## SOURCE DOCUMENT
..............................

From bajan@mocha.bunyip.com Mon Feb  7 19:27 MET 1994

Subject: Changes to URL document

Hi All,
	Tim and I have exchanged mail over the past couple of days and he
has made some revisions to the current URL draft. [It is available as
<URL:ftp://ftp.w3.org/pub/www/doc/draft-uri-url-02.txt> and
<URL:ftp://ftp.w3.org/pub/www/doc/draft-uri-url-02.ps>]

Tim also says that there is a change list summrising changes to the
document at URL:http://www.w3.org/hypertext/WWW/Addressing/URL/7_1_Changes.html


I have retrieved the draft and asked Tim to make the following changes to
conform to the decisions of the working group before resubmitting it to
the Secretariat as a new draft.

----------------------

1) From the minutes:

  - The Area Directors require the group to produce a companion document
    to the current URL draft containing a list of functional
    specifications and requirements. This document can then be used to
    determine if the current URL draft meets the requirements. Similar
    documents will be required for all UR* protocol specifications.

..............................

## SUPPLIED DATA
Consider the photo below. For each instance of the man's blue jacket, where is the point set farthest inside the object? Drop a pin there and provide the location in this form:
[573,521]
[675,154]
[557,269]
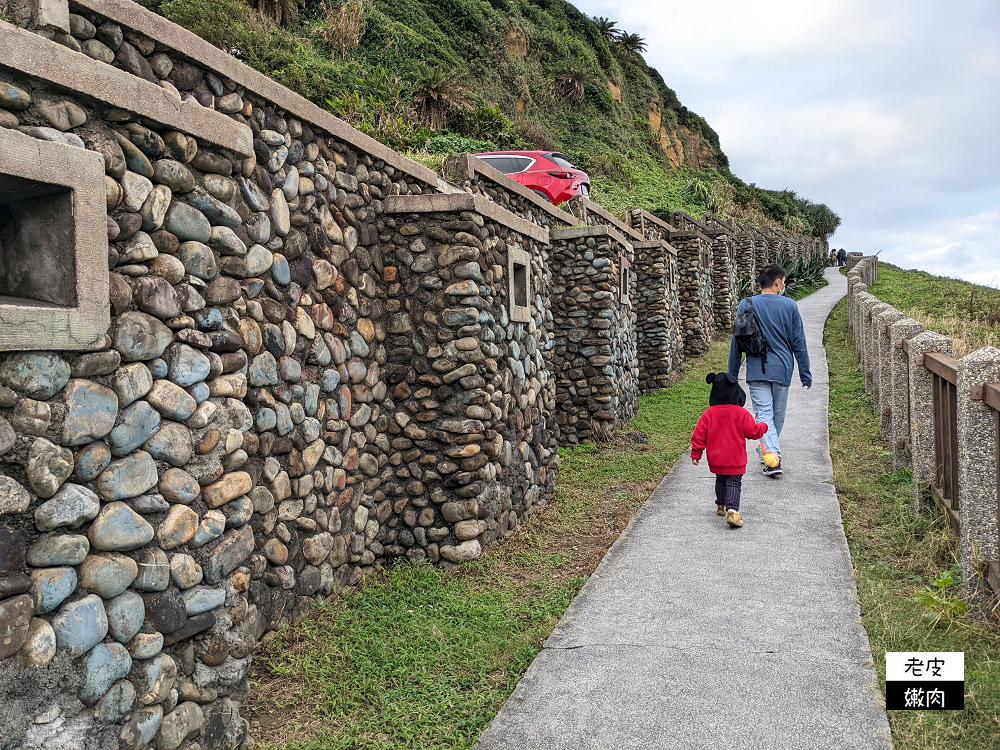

..............................

## WHAT TO DO
**1)** From the message about URL draft changes, return the stretch from "I have retrieved" through "a new draft.".
**2)** Take the message about URL draft changes further, picking up right after its last sentence.
The material has no connection to the message about URL draft changes.

## ANSWERS FOR THE EXERCISE
**1)**
I have retrieved the draft and asked Tim to make the following changes to
conform to the decisions of the working group before resubmitting it to
the Secretariat as a new draft.

**2)**
I believe that the initial discussion in the current draft is in conflict
with this since the first 6 or so pages try to fill this role and this
will be taken up by another document. This document should concern itself
with the definition of the URL and leave the design criteria to the doc
mentioned above.

2) The term "universal" is used quite widely in the document. Since the
group decided some time ago (when we changed the name to Uniform Resource
Identifier), this is probably not appropriate. We can't really claim to
have a "universal" system. A "uniform" system more adequately describes
it.

3) While the document is "wordsmithed" by the author, under the IETF process
it is viewed as the product of the working group and as such "author's
comments" are probably not appropriate (such as those in the section on
readability). In any case this more properly belongs in the requirements
document.

4) References to non-standard URLs should be left out in the main text.
For example the section on the "Full Form" URL don't make much sense since
for the purposes of the document there is no other form. The same applies
to references to fragments in the main body. I suggest that if you would
like to put these into the process that they be split out from this
document entirely and submitted to the working group for separate
consideration.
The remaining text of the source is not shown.